■ Short problem a ■
Copy the whole text on data visualization resources below, word for word.

■ Given text ■
>> Begin

Ranging from tutorials and presentations, to lists of tools and practical guidelines for creating effective data visualizations.
After being interviewed by Argentinian newspaper La Nacion, in which he recommends some of his personal favorite sites and Twitter users, Alberto Cairo made available the feed with all the blogs he follows on a regular basis. You can download it either as a simple txt file and as an opml file, and, on a more personal note, we’d like to publicly thank Alberto for including us alongside Perceptual Edge, Why Evolution is True, Edge.org, Longform.org and Arts & Letters Daily. Here’s a photo of the interview in the print edition of La Nacion:
To mark the milestone of each mid-year and end of year, Andy Kirk takes a reflective glance over the previous 6 months period in the data visualization field, and puts together a collection of some of the most significant developments. This one covers the period between July and December 2013.
This tutorial by Gregor Aisch shows how to add a nice D3.js bubble chart so Datawrapper users can create them without writing a single line of code.
The 3-minute win is a simple concept: Start from scratch. Build something useful. Do it quickly. In this fun initiative from Tableau, anyone who builds data dashboards is invited to submit a 3-minute win video to be featured on this site. Check out the rules here – and kudos for using Tumblr for this
Simple Multi-Touch (SMT) is an open source Processing toolkit designed to make multi-touch computing accessible to non-experts, and to facilitate rapid prototyping of interactive applications. The Simple Multi-Touch initiative was started in 2011 through a collaboration of people at the University of Ontario Institute of Technology and the University of Waterloo. These people include Erik Paluka, Zachary Cook, Dr. Mark Hancock, and Dr. Christopher Collins.

>> End

■ Short problem b ■
How many lines in the records below contain the string "clear"? Case counts, so match it exactly, and reply with only the number.

■ Data to use ■
>> Begin

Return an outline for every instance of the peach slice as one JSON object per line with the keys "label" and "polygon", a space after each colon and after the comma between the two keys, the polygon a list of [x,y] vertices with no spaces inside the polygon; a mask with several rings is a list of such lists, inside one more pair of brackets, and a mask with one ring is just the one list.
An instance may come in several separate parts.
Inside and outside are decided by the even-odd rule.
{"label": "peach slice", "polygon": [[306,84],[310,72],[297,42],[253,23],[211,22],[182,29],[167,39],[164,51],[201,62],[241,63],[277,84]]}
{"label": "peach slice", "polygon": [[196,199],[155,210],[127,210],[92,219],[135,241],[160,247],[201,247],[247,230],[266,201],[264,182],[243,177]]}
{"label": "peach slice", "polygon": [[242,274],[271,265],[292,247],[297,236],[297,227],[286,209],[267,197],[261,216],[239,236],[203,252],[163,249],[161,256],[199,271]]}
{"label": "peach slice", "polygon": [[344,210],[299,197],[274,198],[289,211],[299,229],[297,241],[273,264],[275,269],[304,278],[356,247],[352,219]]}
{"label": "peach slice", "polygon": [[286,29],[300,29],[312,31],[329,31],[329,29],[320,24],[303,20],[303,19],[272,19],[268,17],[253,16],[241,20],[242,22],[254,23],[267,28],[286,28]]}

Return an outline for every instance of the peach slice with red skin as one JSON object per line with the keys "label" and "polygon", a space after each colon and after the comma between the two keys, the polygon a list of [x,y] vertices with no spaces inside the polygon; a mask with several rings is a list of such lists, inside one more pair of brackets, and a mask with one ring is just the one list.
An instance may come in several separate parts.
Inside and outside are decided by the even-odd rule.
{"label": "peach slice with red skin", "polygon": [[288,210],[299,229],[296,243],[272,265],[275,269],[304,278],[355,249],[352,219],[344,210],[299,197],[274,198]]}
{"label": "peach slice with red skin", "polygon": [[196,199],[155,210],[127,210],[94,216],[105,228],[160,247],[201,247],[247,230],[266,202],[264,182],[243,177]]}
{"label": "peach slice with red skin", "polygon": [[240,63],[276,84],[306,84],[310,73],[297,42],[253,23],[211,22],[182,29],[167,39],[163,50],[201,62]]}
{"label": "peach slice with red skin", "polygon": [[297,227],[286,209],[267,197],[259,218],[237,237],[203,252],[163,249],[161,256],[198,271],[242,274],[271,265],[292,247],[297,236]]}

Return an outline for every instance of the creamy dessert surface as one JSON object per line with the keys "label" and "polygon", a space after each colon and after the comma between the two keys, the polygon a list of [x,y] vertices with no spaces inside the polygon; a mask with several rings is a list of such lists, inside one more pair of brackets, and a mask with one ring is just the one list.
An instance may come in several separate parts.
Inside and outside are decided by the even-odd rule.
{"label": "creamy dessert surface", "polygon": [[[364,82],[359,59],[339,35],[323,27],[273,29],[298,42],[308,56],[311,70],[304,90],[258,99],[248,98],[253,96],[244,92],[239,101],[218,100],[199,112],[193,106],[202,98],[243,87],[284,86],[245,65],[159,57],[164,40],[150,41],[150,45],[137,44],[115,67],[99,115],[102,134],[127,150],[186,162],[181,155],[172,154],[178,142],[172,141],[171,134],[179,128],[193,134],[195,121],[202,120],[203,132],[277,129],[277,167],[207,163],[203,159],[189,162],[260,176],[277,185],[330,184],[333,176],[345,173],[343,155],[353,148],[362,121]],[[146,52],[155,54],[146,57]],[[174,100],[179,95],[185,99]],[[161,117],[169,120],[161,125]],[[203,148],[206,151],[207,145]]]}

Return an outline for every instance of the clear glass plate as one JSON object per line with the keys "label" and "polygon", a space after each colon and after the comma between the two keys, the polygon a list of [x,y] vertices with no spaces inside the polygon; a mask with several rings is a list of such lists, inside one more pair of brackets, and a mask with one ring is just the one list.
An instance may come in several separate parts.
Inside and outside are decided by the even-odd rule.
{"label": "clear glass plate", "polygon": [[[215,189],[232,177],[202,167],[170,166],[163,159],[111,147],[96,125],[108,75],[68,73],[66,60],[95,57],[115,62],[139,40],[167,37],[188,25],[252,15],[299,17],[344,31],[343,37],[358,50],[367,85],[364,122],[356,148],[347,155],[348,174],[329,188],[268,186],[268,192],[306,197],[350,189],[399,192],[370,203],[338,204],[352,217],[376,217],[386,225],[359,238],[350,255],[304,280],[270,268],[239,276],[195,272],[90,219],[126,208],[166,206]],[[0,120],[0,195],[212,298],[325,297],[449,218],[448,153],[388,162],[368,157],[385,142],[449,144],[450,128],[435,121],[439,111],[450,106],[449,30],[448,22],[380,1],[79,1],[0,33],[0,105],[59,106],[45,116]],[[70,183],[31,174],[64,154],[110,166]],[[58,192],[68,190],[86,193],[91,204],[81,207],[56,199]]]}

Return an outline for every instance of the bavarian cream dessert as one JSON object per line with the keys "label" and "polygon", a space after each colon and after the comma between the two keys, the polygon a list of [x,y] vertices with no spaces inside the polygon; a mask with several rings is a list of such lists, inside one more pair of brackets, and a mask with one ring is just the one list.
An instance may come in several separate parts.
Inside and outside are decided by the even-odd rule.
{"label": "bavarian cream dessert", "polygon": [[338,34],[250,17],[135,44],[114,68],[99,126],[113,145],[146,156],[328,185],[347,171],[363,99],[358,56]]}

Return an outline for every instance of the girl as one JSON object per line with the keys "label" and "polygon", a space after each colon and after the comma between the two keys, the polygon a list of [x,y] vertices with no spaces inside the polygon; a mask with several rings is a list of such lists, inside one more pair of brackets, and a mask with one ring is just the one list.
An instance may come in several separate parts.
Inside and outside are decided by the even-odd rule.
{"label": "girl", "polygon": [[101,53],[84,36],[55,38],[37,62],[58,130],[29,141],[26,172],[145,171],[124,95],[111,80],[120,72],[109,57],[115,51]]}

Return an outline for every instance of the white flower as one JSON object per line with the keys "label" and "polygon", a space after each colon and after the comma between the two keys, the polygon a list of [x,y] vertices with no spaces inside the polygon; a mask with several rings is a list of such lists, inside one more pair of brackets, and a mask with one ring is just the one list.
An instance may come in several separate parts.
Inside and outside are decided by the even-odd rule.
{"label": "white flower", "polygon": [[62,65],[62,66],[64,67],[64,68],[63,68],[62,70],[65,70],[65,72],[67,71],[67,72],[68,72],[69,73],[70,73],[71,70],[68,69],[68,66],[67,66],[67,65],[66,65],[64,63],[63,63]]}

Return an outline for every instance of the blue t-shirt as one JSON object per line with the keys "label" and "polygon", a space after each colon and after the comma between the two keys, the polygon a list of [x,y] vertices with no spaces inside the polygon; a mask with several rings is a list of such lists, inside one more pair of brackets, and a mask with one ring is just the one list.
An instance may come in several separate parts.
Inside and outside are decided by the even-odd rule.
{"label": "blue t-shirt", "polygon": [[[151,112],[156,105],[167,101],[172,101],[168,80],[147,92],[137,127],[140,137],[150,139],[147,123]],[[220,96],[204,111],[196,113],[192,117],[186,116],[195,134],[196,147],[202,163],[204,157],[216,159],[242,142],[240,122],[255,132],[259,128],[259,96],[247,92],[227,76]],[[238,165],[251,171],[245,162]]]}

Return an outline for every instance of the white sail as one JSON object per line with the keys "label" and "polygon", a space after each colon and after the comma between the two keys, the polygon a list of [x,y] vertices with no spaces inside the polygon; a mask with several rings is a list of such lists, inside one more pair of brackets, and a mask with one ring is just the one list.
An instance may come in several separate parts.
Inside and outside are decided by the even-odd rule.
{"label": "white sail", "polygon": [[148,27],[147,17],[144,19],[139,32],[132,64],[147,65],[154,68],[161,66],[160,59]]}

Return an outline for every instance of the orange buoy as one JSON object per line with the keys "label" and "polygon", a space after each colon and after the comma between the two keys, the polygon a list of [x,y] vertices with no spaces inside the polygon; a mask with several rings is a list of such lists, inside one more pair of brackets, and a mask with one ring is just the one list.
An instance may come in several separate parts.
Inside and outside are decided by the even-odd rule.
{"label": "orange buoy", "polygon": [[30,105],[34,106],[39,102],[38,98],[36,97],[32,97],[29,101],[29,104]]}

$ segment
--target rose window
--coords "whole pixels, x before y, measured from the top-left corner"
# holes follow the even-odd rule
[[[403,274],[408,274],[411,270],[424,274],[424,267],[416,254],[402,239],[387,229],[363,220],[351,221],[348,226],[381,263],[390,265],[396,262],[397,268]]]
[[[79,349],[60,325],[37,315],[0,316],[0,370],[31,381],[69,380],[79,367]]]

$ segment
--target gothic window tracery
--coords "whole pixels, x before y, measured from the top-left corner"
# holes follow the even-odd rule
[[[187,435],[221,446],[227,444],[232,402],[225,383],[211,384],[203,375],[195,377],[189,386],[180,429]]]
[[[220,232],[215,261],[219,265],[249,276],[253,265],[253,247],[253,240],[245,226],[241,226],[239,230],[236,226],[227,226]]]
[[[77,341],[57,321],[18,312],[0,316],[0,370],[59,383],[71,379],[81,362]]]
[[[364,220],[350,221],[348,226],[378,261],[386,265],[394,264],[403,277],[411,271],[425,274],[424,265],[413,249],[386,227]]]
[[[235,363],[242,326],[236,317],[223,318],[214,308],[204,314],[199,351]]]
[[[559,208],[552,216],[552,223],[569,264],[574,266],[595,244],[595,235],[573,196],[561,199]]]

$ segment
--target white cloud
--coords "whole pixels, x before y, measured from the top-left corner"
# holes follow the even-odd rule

>> End

■ Exercise answer a ■
Ranging from tutorials and presentations, to lists of tools and practical guidelines for creating effective data visualizations.
After being interviewed by Argentinian newspaper La Nacion, in which he recommends some of his personal favorite sites and Twitter users, Alberto Cairo made available the feed with all the blogs he follows on a regular basis. You can download it either as a simple txt file and as an opml file, and, on a more personal note, we’d like to publicly thank Alberto for including us alongside Perceptual Edge, Why Evolution is True, Edge.org, Longform.org and Arts & Letters Daily. Here’s a photo of the interview in the print edition of La Nacion:
To mark the milestone of each mid-year and end of year, Andy Kirk takes a reflective glance over the previous 6 months period in the data visualization field, and puts together a collection of some of the most significant developments. This one covers the period between July and December 2013.
This tutorial by Gregor Aisch shows how to add a nice D3.js bubble chart so Datawrapper users can create them without writing a single line of code.
The 3-minute win is a simple concept: Start from scratch. Build something useful. Do it quickly. In this fun initiative from Tableau, anyone who builds data dashboards is invited to submit a 3-minute win video to be featured on this site. Check out the rules here – and kudos for using Tumblr for this
Simple Multi-Touch (SMT) is an open source Processing toolkit designed to make multi-touch computing accessible to non-experts, and to facilitate rapid prototyping of interactive applications. The Simple Multi-Touch initiative was started in 2011 through a collaboration of people at the University of Ontario Institute of Technology and the University of Waterloo. These people include Erik Paluka, Zachary Cook, Dr. Mark Hancock, and Dr. Christopher Collins.

■ Exercise answer b ■
2